> _TEXTO PARA LEITURA_:

>>>

Muitos vírus conhecidos causam doenças e, por isso, a virologia os classifica como patógenos e os considera um dos principais “predadores” das cadeias alimentares. Mas, como a maioria dos predadores, os vírus também podem servir de alimento.
Nos últimos três anos, John DeLong, cientista da Universidade de Nebraska-Lincoln, nos Estados Unidos, investigou junto com seus colegas como algumas partículas de vírus se comportavam em lagos. Neste processo, a equipe descobriu que uma espécie do gênero Halteria — ciliados microscópicos encontrados em água doce — pode se alimentar de um grande número de Chlorovirus infecciosos que compartilham seu habitat aquático.
Os experimentos também mostraram que uma dieta apenas com vírus, ou dieta “virogênica”, é suficiente para alimentar o crescimento fisiológico e até mesmo o crescimento populacional dessa espécie de Halteria.
Comendo vírus
Não é de hoje que DeLong percebe a presença dos Chlorovirus na cadeia alimentar. Em 2016, o ecologista fez parceria com os virologistas James Van Etten e David Dunigan para mostrar que os Chlorovirus têm acesso às algas, que normalmente estão envoltas em um gênero de ciliados chamado Paramecium.

<<<

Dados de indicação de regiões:
>>>

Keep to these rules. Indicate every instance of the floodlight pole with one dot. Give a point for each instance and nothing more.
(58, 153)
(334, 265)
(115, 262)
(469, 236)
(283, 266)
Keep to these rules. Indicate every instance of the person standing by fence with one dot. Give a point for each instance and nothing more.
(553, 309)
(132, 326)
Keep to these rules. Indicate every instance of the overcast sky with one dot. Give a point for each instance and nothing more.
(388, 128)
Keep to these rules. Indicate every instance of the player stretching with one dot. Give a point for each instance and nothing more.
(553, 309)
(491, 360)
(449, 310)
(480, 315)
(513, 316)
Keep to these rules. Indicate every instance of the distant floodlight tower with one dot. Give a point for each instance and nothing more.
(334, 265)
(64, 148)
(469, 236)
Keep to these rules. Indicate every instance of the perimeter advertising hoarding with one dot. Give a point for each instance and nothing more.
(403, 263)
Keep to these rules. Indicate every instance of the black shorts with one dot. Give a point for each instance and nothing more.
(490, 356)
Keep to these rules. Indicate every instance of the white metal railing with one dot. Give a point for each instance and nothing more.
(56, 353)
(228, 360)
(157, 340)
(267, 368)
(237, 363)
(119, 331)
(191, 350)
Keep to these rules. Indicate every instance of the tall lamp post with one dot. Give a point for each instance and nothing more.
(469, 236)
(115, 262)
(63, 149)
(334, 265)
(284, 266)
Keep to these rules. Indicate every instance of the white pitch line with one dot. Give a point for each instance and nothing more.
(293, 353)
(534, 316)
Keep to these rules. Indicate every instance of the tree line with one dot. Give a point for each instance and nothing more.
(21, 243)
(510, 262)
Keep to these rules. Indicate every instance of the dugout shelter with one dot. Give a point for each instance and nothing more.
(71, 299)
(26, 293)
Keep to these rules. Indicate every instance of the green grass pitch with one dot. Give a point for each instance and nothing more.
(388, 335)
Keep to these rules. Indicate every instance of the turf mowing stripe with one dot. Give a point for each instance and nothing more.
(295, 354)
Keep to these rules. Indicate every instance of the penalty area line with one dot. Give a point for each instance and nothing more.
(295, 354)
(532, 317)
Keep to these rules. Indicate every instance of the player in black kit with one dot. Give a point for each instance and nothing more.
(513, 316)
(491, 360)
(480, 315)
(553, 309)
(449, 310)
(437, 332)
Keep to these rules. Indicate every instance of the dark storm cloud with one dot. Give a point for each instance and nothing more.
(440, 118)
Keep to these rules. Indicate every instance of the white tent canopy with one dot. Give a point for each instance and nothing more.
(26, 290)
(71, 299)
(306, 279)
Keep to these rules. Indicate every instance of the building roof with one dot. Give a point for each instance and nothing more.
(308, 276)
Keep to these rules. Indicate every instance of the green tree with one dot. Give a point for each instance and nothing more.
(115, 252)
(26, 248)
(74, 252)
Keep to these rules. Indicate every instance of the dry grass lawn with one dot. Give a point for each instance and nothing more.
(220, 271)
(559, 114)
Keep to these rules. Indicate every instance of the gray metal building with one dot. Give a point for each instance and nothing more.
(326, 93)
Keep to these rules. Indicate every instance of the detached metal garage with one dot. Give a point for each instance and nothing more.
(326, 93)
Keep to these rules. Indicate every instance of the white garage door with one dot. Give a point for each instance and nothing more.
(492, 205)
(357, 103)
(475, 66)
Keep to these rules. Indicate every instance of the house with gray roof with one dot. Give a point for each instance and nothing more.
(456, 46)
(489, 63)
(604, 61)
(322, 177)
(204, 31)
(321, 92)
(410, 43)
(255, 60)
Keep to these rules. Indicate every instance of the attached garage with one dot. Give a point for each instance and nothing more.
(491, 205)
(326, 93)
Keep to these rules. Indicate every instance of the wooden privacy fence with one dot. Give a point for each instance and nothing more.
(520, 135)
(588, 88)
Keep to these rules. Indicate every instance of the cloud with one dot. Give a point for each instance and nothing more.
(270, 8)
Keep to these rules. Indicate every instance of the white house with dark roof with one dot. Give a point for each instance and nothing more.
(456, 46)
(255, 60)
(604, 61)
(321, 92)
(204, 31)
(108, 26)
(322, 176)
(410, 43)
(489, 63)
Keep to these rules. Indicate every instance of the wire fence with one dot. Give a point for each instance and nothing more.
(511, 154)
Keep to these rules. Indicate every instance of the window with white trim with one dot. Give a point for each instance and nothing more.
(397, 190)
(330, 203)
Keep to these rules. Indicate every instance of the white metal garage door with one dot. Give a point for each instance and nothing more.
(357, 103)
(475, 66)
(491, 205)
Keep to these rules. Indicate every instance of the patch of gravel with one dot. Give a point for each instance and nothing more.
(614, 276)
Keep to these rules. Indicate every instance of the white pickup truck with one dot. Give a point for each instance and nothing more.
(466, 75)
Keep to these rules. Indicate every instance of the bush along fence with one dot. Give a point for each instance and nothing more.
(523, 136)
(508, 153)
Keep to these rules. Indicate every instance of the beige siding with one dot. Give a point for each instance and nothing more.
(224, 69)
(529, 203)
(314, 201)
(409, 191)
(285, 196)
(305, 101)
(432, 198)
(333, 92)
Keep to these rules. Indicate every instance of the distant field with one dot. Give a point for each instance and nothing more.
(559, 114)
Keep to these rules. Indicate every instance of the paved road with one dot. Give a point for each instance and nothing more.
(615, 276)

<<<

> _QUESTÕES DE ESTUDO_:
[1] Reescreva o trecho do texto sobre os vírus que se inicia nas palavras "Muitos vírus conhecidos" e termina em "seu habitat aquático.", trocando "lagos" por "represas".
[2] Segundo o texto sobre os vírus, em que ano DeLong se associou aos virologistas James Van Etten e David Dunigan?

> _RESULTADOS DOS EXERCÍCIOS_:
[1]
Muitos vírus conhecidos causam doenças e, por isso, a virologia os classifica como patógenos e os considera um dos principais “predadores” das cadeias alimentares. Mas, como a maioria dos predadores, os vírus também podem servir de alimento.
Nos últimos três anos, John DeLong, cientista da Universidade de Nebraska-Lincoln, nos Estados Unidos, investigou junto com seus colegas como algumas partículas de vírus se comportavam em represas. Neste processo, a equipe descobriu que uma espécie do gênero Halteria — ciliados microscópicos encontrados em água doce — pode se alimentar de um grande número de Chlorovirus infecciosos que compartilham seu habitat aquático.

[2] Em 2016.